Getting called out for creating a racist ad once, is unacceptable and embarrassing. But being accused of making the same mistake, again, is quite frankly…mind boggling.
At the start of this week, personal care brand Dove, owned by Unilever, was shamed into pulling a three second ad that it had made for its US Facebook page, due to claims that it contained racist content. The ad featured a black woman pulling her t-shirt off to reveal a white woman underneath, which was captured and shared via social media, and rapidly went viral.
What the image didn’t show was that the full ad featured five women of different ethnicities, with one morphing into another. Yesterday, the black face of the campaign, Lola Ogunyemi, spoke to BBC News and defended the ad, claiming the controversy had taken it out of context. She claimed the campaign was instead “supposed to be about all skin types deserving gentleness”, and said she “knew the concept and understood what they were trying to do creatively”. However she admitted she wasn’t aware of the order in which the women would be featured, which turned out to be the defining factor.
Regardless of creative intent, which the company said was “to convey that Dove body wash is for every woman and be a celebration of diversity, there is no denying that the ad shows a black woman turning into a white women, with a prominent image of Dove soap in the foreground. This begs the question, why didn’t anyone at any stage in the creative process see how this ad would be interpreted. How could one of the world’s leading pharmaceutical brands get it so wrong, again? Based on past history, surely every possible interpretation of the ad should have been rigorously considered. In 2011, it ran a campaign showing a three women of different ethnicities with a label “before” over a black woman and “after” over a white woman, which again, no one spotted.
“It should “never have happened,” and “we got it wrong”, Dove admitted this week. The group also said within a statement that it was reviewing its internal review processes for making and approving social media ads “to prevent us making this type of mistake in future”.
But is this enough? Speaking to the Financial Times, Mary Harding, managing director at communications agency Tangerine, said: “The fact that this isn’t the first time Unilever has been called out for not portraying women of colour ‘thoughtfully’ raises wider questions about its creative process and what consumer testing was put in place ahead of the social ad going live.”
As one tweet posted during the debacle said:
Of course Dove isn’t the first brand to come under fire for causing racist offence with its advertising, and it certainly won’t be the last. But let’s hope that Unilever had finally learnt its lesson. As with any social media firestorm, it has certainly placed Dove front of mind among consumers this week, and it will be interesting to see the impact this has on sales.

Work instructions
From the article on the Dove ad above, copy word for word the part that begins with the words "At the start" and ends with "rapidly went viral.".

Recorded information
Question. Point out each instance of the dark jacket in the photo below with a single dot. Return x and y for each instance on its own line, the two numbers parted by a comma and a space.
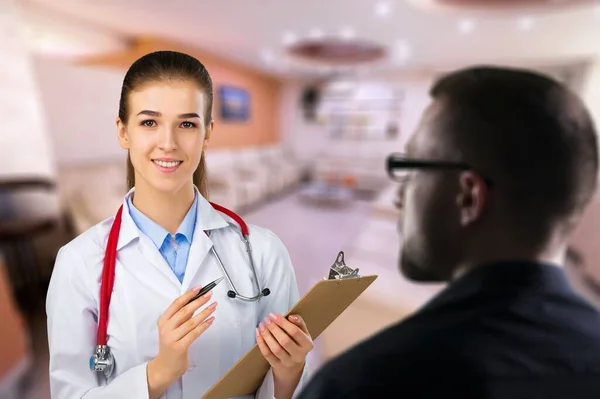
510, 330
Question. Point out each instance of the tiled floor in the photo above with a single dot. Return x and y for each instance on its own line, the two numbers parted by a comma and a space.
312, 235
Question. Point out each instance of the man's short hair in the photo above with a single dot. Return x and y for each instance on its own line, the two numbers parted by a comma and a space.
533, 136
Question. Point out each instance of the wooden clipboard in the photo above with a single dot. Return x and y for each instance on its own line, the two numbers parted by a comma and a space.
324, 303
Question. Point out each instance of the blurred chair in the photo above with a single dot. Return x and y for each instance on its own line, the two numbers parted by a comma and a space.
222, 180
283, 165
19, 228
15, 360
92, 193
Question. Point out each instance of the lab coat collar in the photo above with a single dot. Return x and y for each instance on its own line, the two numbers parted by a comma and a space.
207, 218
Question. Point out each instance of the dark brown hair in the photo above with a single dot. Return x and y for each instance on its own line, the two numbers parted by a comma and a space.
162, 66
533, 133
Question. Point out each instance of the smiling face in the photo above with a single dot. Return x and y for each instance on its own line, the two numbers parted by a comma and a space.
165, 134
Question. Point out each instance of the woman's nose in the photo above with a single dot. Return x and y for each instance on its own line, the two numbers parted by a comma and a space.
399, 199
167, 140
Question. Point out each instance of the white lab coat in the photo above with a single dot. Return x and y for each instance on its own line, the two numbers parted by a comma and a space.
144, 287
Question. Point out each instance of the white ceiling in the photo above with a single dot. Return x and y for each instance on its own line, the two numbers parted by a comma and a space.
246, 31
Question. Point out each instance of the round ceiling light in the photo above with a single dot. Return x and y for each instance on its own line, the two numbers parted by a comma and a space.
336, 52
501, 5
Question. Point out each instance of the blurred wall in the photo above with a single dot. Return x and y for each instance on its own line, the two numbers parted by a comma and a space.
311, 140
24, 144
81, 105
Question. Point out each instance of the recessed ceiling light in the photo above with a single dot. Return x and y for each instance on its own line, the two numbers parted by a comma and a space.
347, 33
402, 51
267, 56
315, 33
466, 26
383, 9
525, 23
288, 38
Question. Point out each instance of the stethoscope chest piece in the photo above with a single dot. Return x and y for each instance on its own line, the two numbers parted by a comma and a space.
103, 360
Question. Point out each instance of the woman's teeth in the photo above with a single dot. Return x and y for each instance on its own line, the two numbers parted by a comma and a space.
167, 164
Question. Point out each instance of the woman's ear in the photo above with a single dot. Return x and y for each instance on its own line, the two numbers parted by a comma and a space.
122, 134
207, 134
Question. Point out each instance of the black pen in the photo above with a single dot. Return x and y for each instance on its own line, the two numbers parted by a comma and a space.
205, 289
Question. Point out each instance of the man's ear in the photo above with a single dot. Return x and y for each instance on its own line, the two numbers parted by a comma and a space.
122, 134
472, 197
207, 134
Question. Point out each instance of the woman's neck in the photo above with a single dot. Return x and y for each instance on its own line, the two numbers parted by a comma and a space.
166, 209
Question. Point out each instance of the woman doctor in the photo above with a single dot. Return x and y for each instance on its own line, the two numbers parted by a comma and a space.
162, 346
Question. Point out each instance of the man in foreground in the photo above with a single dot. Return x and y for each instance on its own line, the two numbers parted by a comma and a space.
494, 180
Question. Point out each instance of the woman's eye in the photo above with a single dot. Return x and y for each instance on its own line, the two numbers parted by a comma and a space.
188, 125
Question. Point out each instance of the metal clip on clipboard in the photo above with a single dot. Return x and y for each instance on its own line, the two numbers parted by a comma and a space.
339, 270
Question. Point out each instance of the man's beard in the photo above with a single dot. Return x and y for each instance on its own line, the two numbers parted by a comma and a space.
417, 266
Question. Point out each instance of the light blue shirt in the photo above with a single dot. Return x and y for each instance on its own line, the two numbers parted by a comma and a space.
174, 251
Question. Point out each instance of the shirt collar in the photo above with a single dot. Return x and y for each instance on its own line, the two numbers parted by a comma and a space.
202, 217
156, 232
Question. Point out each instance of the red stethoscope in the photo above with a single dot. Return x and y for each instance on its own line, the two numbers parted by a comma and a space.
103, 360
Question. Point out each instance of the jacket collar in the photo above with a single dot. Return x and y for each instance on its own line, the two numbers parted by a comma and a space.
207, 218
504, 279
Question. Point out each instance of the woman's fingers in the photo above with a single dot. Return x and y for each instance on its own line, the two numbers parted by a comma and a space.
188, 326
185, 313
177, 304
196, 332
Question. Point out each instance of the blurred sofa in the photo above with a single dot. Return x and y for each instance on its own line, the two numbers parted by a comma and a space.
238, 179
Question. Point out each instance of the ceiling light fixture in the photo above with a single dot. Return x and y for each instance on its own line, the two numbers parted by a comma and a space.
402, 52
525, 23
315, 33
267, 56
466, 26
383, 9
347, 33
288, 38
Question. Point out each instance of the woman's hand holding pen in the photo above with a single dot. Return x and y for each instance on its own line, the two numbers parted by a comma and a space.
284, 344
177, 331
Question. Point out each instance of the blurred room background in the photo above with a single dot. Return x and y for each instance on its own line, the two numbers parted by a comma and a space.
310, 97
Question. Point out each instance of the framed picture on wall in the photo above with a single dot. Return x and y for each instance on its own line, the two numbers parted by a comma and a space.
234, 103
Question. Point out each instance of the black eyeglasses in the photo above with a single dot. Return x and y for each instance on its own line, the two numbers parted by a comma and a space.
398, 166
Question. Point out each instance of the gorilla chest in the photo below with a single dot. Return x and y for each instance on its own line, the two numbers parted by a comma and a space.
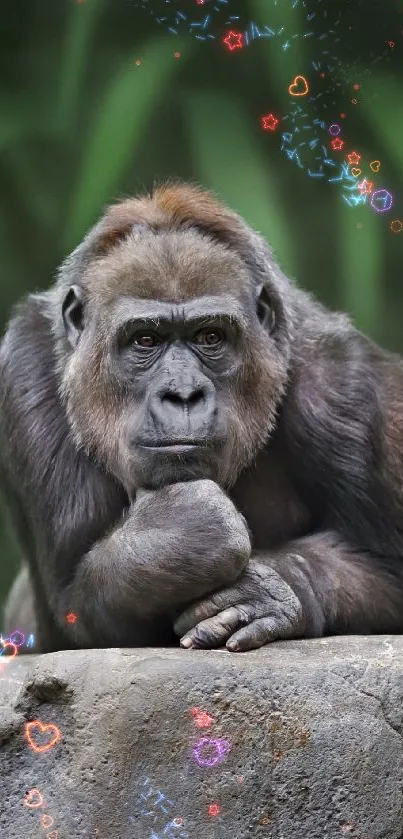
266, 496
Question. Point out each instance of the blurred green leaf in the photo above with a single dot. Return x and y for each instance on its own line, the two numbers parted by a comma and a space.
116, 133
361, 261
385, 120
81, 23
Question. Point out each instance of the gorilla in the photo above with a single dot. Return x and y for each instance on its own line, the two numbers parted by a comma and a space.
193, 448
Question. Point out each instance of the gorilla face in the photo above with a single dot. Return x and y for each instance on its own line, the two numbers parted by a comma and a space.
173, 372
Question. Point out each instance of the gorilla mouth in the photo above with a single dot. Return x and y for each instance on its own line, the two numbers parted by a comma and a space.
175, 446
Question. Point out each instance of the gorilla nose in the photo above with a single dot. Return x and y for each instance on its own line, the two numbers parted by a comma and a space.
193, 400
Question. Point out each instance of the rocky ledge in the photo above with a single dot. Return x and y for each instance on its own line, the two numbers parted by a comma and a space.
298, 740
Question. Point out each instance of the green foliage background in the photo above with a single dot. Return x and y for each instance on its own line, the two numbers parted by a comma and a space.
81, 123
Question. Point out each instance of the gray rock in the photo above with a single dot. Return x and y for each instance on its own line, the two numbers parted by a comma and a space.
299, 740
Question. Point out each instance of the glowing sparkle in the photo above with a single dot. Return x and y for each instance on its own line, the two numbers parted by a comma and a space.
209, 751
353, 158
365, 187
233, 41
269, 122
381, 201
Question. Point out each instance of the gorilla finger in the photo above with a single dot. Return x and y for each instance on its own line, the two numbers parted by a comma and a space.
258, 633
207, 608
215, 631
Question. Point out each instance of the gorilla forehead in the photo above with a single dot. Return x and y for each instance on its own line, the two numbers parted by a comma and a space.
169, 265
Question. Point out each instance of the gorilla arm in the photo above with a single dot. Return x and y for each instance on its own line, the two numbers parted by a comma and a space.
343, 429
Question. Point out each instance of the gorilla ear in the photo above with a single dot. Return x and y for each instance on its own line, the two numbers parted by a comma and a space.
73, 314
265, 311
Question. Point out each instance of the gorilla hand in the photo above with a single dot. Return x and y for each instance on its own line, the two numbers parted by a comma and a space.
259, 608
190, 540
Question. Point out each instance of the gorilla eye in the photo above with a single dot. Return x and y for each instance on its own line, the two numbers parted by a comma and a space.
209, 337
145, 339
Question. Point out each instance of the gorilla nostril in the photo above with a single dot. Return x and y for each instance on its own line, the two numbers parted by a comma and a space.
188, 399
196, 397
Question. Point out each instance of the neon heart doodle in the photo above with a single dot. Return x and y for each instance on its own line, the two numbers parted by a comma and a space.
33, 798
299, 87
42, 736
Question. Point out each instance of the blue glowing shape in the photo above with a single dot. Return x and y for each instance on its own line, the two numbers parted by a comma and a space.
381, 200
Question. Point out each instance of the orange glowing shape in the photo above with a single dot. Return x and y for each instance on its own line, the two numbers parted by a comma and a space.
41, 736
299, 87
353, 158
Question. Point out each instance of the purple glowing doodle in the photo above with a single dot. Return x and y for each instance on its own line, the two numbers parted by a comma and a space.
209, 751
17, 638
381, 200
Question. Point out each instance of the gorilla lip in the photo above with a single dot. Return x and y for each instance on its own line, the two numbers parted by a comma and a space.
175, 448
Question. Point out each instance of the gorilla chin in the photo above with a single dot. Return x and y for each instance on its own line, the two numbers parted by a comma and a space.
160, 465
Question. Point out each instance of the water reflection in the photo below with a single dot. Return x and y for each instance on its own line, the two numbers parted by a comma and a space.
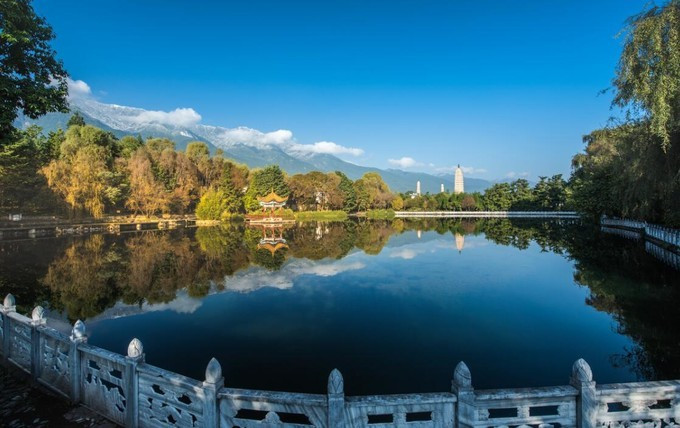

Result of the task
At the start of this week, personal care brand Dove, owned by Unilever, was shamed into pulling a three second ad that it had made for its US Facebook page, due to claims that it contained racist content. The ad featured a black woman pulling her t-shirt off to reveal a white woman underneath, which was captured and shared via social media, and rapidly went viral.